MATERIAL FOR THIS TASK ::
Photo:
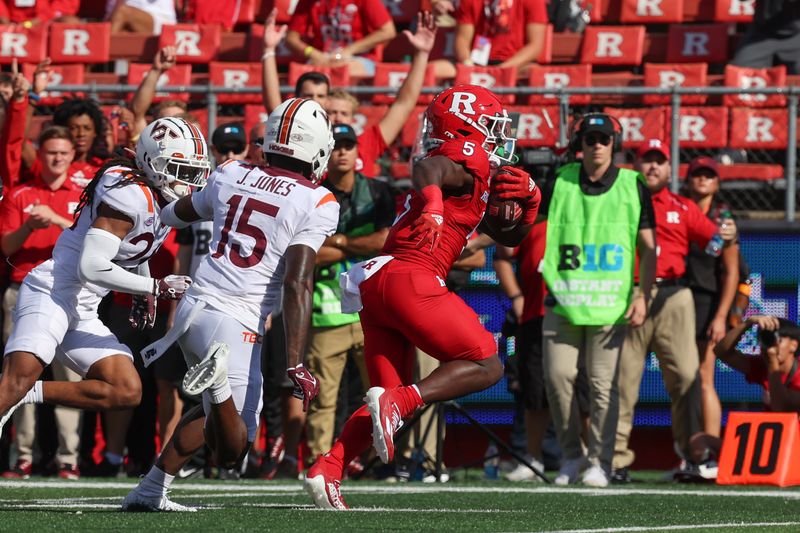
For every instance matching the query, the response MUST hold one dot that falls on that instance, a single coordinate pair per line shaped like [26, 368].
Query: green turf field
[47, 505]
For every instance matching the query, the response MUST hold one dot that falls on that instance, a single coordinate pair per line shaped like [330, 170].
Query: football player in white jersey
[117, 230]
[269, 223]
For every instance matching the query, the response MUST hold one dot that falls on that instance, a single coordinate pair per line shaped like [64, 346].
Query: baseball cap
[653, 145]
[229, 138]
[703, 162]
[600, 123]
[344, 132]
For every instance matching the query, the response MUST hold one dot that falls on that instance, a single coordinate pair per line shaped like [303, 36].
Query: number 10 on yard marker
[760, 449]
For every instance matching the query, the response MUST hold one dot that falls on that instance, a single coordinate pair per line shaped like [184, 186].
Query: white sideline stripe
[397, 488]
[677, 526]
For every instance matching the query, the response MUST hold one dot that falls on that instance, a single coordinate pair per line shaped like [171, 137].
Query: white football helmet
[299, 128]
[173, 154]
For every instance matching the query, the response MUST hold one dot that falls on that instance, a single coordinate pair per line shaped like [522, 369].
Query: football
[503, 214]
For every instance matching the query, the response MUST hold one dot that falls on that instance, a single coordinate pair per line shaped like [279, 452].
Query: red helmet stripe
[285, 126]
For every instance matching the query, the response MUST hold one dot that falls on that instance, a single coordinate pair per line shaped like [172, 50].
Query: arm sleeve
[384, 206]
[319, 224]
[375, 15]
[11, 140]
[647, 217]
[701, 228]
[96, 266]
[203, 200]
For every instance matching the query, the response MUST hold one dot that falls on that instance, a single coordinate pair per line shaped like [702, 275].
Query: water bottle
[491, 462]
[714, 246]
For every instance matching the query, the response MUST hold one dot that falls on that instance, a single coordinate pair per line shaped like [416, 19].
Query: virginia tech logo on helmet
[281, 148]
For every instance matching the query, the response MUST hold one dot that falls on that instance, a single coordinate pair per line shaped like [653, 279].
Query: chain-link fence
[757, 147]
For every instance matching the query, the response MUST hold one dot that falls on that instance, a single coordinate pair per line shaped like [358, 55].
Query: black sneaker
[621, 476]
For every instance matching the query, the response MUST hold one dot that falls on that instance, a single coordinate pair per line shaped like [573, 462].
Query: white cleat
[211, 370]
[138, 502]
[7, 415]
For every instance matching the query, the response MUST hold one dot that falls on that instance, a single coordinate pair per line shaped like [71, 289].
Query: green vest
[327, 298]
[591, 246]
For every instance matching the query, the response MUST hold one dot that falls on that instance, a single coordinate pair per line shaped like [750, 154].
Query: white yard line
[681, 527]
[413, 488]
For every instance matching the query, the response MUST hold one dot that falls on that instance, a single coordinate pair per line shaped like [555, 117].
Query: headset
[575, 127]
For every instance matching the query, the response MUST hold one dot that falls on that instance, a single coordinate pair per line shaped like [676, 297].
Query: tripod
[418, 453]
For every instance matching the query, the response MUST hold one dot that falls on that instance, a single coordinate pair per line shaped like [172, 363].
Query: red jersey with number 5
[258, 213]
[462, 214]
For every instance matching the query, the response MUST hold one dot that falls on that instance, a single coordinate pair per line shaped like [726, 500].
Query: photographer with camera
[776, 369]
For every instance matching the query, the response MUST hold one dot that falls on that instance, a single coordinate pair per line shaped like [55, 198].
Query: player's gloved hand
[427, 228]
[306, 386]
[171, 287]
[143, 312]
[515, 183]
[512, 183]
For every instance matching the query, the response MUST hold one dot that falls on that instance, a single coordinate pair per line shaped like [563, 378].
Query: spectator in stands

EXERCISE PROMPT :: Reproduce all of the entries above word for word, leaving out the pictures.

THE ANSWER ::
Photo:
For every instance matching the query, the response MUST hold one dot that falls on that instance, a single coordinate pair per line shaped like [26, 368].
Query: green turf field
[47, 505]
For every instance matching the query, the response MUST hold one dot that falls on that instance, a single coordinate pair per line shaped like [330, 170].
Query: football player in white jersey
[117, 230]
[269, 223]
For every instance matching the query, the response MUST hold one dot that falls on that instance, a single coordinate pair per line shaped like [64, 346].
Query: baseball cap
[653, 145]
[229, 138]
[703, 162]
[600, 123]
[344, 132]
For every instance matching the query, the response MUST hold one dot that falls on that instance, a single coordinate pair per line shaped like [303, 36].
Query: number 10 on yard marker
[760, 449]
For every instance matching the query, the response MUST hold one dot that falls on that instance, a single coordinate pair per line shaped like [184, 186].
Query: white sideline stripe
[397, 488]
[677, 526]
For every instance matching the query, the response MUST hold one dot that falls on that instance, a single coordinate pair per line shaped like [171, 137].
Query: white football helmet
[299, 128]
[173, 154]
For every instance matching the query, the response MUST hold one dot that falls on that instance, a single coordinate pair per line shaped like [522, 369].
Query: football
[503, 214]
For every instance matching the query, the response MUST hold one dot that falls on that instance, a single coordinate pair per line shaped like [279, 452].
Query: red helmet stripe
[285, 126]
For every instance matching the query, the response MUST hold one dot that falls on that instance, a single coordinate pair per line shaped like [172, 50].
Query: arm sleeve
[384, 206]
[319, 224]
[375, 15]
[11, 140]
[647, 217]
[701, 228]
[96, 266]
[203, 200]
For every instance matching the query, the response MUST hold one dot that falls on that instance, a single coordinate pair per line shaped like [702, 275].
Query: water bottle
[491, 462]
[714, 246]
For every instance matching the query, the response MUST hold one dot that falls on that instance, a single coordinate pair per line shaped like [416, 19].
Query: virginia tech logo on helmet
[281, 148]
For every instance matching the query, the response MUST hold one dot that falls on that instance, a single coordinate pair per line shaped like [653, 279].
Query: chain-link fence
[757, 147]
For every instance matching the query, the response MUST hold one dot that falls on that instance, a single coordinate pair per line shaped like [358, 55].
Query: black sneaker
[621, 476]
For every instance matching the query, the response MUST hold one dot that falls on that instance, a single coordinate pair per line shaped like [573, 462].
Query: white cleat
[211, 370]
[138, 502]
[7, 415]
For every instance matching the query, the response MUST hold one dot that falls on that instance, a single coordinate pair per line shaped like [71, 289].
Query: green vest
[327, 298]
[591, 246]
For every instance matching the query, the response MUST hold one dot that falls on that instance, a single coordinate pair per line shaped like [750, 154].
Query: white yard line
[681, 527]
[413, 488]
For every instance matching the query, the response MUST hold one dot that falls on that instance, a single coordinate pair per line shaped like [555, 117].
Query: headset
[575, 127]
For every instance matching the query, the response MUST hold one dot that falls on that instance, a single coordinate pair per line shaped like [676, 297].
Query: tripod
[418, 453]
For every instance matching the query, the response MUST hold one dot that falls on that instance, a single coordinate pair per line shaped like [172, 363].
Query: red jersey with number 5
[258, 213]
[462, 214]
For every instance matching the query, the response MUST hold one dot that falls on that instance, a single coordinate pair per line shaped like [726, 500].
Query: photographer with camera
[776, 369]
For every instance matching the query, the response MUST hold one dot that falls on that instance, a single coordinate pair per line shaped like [55, 198].
Query: player's gloved hand
[427, 228]
[306, 386]
[171, 287]
[143, 312]
[515, 183]
[512, 183]
For every instance matching the query, the response MUST hold one dot that falls on that instance, a single coordinate pair per line shaped like [563, 378].
Query: spectator in stands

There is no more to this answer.